------ TEXTE FOURNI
L’ancien Président Sylvestre Ntibantunganya revient sur les dessous du putsch de 1993, alors qu’il était à l’époque ministre des Affaires Étrangères. Il s’inscrit en faux contre les tenants des commémorations séparées qui viennent se greffer aux cérémonies officielles à la Place des Martyrs.
21 octobre commémoration officielle de l’assassinat du Héros de la Démocratie à Bujumbura. Le lendemain, c’est la commémoration des élèves de Kibimba brûlés à Kwibubu en 1993. Quelle analyse faites-vous de ces commémorations séparées ?
Le 21 octobre, il y a eu un chef d’Etat en fonction qui a été assassiné et des massacres de la population ont suivi. Mais il ne faut pas singulariser parce qu’il existe d’autres situations que celles de Kwibubu qui ont eu lieu à Ruyigi, Ngozi, Rusaka et partout dans le pays. Des drames de ce genre interpellent notre conscience. Et quand on singularise, on donne l’impression que les victimes se trouvent d’un seul côté. C’est pourquoi la Commission Vérité et Réconciliation (CVR) doit travailler vite. Je pense qu’il faudrait une mesure qui dise que le 21 octobre, la nation entière est rassemblée pour se souvenir de l’assassinat du Président Melchior Ndadaye et de toutes les victimes qui ont suivi en attendant que la CVR éclaire comment les autres situations peuvent être gérées. Il ne faut pas qu’on gère les mémoires de manière sélective, c’est dangereux pour la réconciliation nationale.
En attendant, on ne peut pas empêcher les gens de célébrer la mémoire des leurs ?
------------
------ MATÉRIEL
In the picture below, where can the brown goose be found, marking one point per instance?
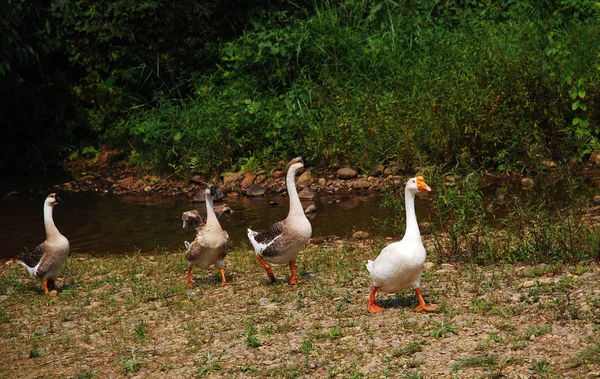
(210, 245)
(45, 261)
(282, 241)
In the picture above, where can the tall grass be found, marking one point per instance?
(378, 82)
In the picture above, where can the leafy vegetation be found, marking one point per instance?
(204, 87)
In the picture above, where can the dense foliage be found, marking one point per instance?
(195, 86)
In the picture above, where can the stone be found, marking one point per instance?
(360, 235)
(306, 194)
(127, 182)
(260, 179)
(527, 183)
(231, 178)
(255, 190)
(549, 163)
(248, 179)
(198, 179)
(346, 173)
(310, 209)
(361, 184)
(305, 178)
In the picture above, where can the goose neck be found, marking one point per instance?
(211, 217)
(295, 204)
(412, 227)
(51, 230)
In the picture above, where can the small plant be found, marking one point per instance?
(130, 363)
(542, 369)
(413, 374)
(408, 350)
(35, 353)
(478, 361)
(534, 331)
(252, 339)
(335, 333)
(210, 363)
(3, 317)
(307, 346)
(587, 356)
(443, 330)
(494, 337)
(140, 331)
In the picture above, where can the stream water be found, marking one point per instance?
(98, 223)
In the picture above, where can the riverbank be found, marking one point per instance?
(132, 316)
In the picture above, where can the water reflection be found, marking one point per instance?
(102, 223)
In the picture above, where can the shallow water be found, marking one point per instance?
(97, 223)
------------
* [CONSIGNES]
1. D'après l'entretien, quel poste Sylvestre Ntibantunganya occupait-il au moment du putsch de 1993 ?
2. Mettez à jour l'entretien en remplaçant "drames" par "tragédies". Partez des mots "Le 21 octobre, il" et arrêtez-vous après "la réconciliation nationale.".
Les entrées ne servent à rien pour ce travail.

* [RÉPONSES]
1. Il était ministre des Affaires étrangères.

2.
Le 21 octobre, il y a eu un chef d’Etat en fonction qui a été assassiné et des massacres de la population ont suivi. Mais il ne faut pas singulariser parce qu’il existe d’autres situations que celles de Kwibubu qui ont eu lieu à Ruyigi, Ngozi, Rusaka et partout dans le pays. Des tragédies de ce genre interpellent notre conscience. Et quand on singularise, on donne l’impression que les victimes se trouvent d’un seul côté. C’est pourquoi la Commission Vérité et Réconciliation (CVR) doit travailler vite. Je pense qu’il faudrait une mesure qui dise que le 21 octobre, la nation entière est rassemblée pour se souvenir de l’assassinat du Président Melchior Ndadaye et de toutes les victimes qui ont suivi en attendant que la CVR éclaire comment les autres situations peuvent être gérées. Il ne faut pas qu’on gère les mémoires de manière sélective, c’est dangereux pour la réconciliation nationale.